One of the biggest challenges of becoming a coach at this stage in my life is being a beginner all over again. Having spent years becoming an “expert” at things – first law, then journalism, then national security/human rights – it’s frustrating to go back to square one. Of course, no one ever totally masters anything completely, but after a few years doing something you get the hang of it enough to feel at least competent. Not so when you’re learning something brand new. It is, to say the least, humbling.
That can be true even for things that are supposed to be fun. I’m on vacation right now, for example, stretching the summer into September by spending this week in Maine. It’s beautiful up here, and I decided to bring some drawing materials with me to really immerse myself in that aspect of it. But the truth is, I haven’t done much drawing since I graduated from college. That was a long time ago. Over the last year, though, I’d decided I wanted to get back into doing something more creative, exercise the right brain a bit and let my more rational, judgmental side get some rest. So I’ve been taking the occasional drawing class (with this great teacher) – some life drawing, and an occasional pastel workshop. Surely, I thought, I could capture the beauty of Maine if I tried.

§ Exercise 1:
Answer these questions about the excerpt above:
(a) In which fields did the writer spend years becoming an "expert"?
(b) Where is the writer spending a vacation week?
(c) What kinds of drawing instruction has the writer been taking?
§ Exercise 2: Print the excerpt word for word, from "That can be" to "if I tried.".

§ Recorded data:

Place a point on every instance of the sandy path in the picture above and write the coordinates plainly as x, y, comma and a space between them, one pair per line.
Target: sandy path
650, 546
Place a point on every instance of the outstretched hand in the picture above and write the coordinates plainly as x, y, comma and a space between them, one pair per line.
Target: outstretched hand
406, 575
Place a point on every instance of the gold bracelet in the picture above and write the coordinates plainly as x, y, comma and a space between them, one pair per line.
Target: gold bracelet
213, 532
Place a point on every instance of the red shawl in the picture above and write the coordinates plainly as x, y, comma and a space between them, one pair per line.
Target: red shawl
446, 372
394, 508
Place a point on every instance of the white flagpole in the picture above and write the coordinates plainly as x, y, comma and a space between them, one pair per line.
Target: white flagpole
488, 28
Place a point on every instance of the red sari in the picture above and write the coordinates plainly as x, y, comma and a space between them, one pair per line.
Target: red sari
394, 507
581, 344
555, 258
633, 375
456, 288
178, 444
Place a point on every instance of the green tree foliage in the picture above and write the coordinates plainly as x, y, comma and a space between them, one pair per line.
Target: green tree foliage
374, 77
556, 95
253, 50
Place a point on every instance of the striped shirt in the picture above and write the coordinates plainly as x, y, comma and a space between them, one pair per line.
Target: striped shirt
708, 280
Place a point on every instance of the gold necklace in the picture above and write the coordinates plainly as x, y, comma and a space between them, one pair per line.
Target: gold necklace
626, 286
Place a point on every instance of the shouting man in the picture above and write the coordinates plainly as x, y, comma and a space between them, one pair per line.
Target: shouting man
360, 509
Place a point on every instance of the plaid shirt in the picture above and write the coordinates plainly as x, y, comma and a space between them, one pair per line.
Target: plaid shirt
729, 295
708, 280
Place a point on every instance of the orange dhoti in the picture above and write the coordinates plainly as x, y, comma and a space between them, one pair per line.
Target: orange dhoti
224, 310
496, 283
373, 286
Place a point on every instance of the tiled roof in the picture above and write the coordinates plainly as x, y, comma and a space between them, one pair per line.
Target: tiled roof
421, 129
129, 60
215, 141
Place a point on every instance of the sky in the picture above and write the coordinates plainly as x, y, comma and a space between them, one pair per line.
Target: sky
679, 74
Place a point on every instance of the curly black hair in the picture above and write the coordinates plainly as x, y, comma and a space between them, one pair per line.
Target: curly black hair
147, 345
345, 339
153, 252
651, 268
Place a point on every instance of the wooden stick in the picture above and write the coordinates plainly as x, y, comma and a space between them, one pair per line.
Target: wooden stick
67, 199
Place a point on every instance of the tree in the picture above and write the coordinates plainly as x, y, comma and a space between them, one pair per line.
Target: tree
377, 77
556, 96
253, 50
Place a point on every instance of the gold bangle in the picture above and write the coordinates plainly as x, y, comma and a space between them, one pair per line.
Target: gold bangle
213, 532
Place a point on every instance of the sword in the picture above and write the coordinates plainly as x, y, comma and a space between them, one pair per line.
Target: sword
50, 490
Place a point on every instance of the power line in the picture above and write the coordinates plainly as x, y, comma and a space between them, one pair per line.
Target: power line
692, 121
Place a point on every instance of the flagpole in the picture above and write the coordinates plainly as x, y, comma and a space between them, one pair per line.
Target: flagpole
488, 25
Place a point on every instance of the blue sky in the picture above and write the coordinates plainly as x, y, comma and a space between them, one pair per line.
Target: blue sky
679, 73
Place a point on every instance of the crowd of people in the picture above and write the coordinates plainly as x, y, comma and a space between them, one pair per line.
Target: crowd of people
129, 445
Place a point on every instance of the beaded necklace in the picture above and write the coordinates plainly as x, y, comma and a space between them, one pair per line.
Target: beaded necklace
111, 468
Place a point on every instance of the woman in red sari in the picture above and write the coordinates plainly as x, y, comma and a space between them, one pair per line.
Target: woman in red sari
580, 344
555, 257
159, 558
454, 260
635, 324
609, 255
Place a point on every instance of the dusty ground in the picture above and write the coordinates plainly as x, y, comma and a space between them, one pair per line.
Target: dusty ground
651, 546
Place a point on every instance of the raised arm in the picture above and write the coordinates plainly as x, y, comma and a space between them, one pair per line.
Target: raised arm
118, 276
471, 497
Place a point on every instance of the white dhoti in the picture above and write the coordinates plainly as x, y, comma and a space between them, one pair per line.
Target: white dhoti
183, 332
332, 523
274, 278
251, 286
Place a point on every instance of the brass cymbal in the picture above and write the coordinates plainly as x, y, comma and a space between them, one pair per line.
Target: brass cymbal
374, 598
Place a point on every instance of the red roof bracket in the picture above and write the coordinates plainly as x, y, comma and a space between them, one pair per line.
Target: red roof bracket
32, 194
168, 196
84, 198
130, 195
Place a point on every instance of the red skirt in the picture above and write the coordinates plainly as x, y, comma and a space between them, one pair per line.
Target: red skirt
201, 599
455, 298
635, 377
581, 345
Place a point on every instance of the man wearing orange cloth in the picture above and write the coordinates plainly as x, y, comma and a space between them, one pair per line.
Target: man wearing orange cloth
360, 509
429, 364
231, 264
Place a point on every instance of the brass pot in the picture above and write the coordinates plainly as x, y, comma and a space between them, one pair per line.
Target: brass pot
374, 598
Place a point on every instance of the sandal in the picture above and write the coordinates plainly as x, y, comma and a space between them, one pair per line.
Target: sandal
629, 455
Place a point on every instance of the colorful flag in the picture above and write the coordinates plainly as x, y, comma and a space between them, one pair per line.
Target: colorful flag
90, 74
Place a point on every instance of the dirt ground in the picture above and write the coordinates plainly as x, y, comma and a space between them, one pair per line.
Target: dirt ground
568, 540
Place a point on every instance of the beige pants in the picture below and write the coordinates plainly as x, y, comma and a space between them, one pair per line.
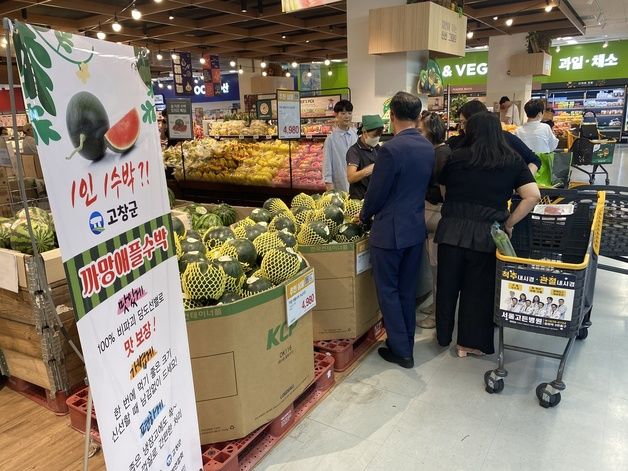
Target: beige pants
432, 217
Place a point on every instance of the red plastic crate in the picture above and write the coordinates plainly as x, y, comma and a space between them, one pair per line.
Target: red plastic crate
77, 405
54, 402
244, 454
347, 351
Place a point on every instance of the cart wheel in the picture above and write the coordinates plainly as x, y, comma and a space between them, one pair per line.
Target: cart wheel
553, 401
493, 386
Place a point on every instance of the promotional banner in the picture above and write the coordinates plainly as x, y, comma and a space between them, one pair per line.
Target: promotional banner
211, 75
92, 109
183, 73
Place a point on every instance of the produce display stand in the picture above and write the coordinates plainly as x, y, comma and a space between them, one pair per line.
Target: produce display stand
244, 453
557, 257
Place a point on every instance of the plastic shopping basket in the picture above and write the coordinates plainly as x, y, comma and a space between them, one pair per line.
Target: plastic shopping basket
553, 276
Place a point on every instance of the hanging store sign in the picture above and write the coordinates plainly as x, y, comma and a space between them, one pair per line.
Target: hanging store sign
211, 76
183, 73
96, 131
288, 6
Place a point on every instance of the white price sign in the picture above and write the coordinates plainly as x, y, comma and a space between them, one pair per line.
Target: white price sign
288, 114
363, 257
300, 296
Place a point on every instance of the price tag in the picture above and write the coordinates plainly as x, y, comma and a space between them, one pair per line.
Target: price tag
288, 114
300, 296
363, 257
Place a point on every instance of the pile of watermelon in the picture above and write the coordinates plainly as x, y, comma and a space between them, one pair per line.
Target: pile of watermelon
222, 261
14, 233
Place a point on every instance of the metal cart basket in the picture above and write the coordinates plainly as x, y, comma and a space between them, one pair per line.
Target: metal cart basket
548, 288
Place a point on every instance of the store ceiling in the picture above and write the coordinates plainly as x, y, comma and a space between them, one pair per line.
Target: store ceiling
488, 18
216, 26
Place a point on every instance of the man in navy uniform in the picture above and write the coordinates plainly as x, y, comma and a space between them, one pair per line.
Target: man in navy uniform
395, 202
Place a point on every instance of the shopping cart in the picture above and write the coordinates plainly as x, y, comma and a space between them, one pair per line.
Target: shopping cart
548, 288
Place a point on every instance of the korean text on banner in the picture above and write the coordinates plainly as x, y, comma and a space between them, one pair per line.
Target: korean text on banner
92, 109
288, 114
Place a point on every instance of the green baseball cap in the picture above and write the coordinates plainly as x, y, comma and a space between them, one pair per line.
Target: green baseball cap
372, 121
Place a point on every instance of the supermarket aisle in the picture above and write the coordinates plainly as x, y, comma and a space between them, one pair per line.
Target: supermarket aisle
438, 416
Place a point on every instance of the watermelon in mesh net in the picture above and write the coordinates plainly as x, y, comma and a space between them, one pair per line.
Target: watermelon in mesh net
267, 242
314, 233
204, 280
303, 201
216, 236
280, 264
275, 205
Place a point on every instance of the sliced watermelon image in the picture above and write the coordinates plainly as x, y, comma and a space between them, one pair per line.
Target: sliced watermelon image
123, 135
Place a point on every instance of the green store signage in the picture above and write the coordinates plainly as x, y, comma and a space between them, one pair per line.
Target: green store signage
572, 63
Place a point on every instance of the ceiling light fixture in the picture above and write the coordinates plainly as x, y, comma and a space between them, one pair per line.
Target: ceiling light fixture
117, 27
100, 34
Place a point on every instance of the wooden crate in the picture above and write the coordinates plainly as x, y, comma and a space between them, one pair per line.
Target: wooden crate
34, 348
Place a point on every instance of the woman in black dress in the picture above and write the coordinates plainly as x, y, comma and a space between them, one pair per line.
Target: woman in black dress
477, 182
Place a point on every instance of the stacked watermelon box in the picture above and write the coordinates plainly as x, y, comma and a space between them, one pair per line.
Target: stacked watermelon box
248, 364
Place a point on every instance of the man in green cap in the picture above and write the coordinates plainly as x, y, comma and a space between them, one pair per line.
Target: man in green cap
362, 155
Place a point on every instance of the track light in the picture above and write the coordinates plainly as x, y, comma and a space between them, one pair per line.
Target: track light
117, 27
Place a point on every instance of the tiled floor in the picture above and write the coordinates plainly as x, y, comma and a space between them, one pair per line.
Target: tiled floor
438, 416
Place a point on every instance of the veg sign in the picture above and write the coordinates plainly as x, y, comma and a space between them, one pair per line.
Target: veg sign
91, 105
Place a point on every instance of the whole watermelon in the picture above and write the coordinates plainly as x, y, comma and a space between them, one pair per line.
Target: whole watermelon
226, 213
43, 234
206, 221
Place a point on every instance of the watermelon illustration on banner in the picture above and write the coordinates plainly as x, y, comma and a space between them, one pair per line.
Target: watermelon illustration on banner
92, 109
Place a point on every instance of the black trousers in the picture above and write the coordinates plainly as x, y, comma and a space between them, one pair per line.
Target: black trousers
468, 275
396, 273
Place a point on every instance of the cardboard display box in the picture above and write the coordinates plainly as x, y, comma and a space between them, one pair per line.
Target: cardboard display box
248, 364
346, 298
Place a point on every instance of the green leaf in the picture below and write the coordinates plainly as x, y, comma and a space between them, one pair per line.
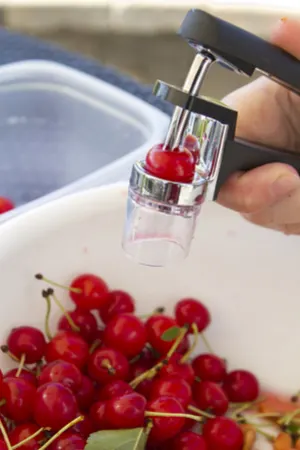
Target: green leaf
171, 334
134, 439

§ Written response 1:
(a) Law, then journalism, then national security/human rights.
(b) Maine.
(c) Some life drawing and an occasional pastel workshop.

§ Written response 2:
That can be true even for things that are supposed to be fun. I’m on vacation right now, for example, stretching the summer into September by spending this week in Maine. It’s beautiful up here, and I decided to bring some drawing materials with me to really immerse myself in that aspect of it. But the truth is, I haven’t done much drawing since I graduated from college. That was a long time ago. Over the last year, though, I’d decided I wanted to get back into doing something more creative, exercise the right brain a bit and let my more rational, judgmental side get some rest. So I’ve been taking the occasional drawing class (with this great teacher) – some life drawing, and an occasional pastel workshop. Surely, I thought, I could capture the beauty of Maine if I tried.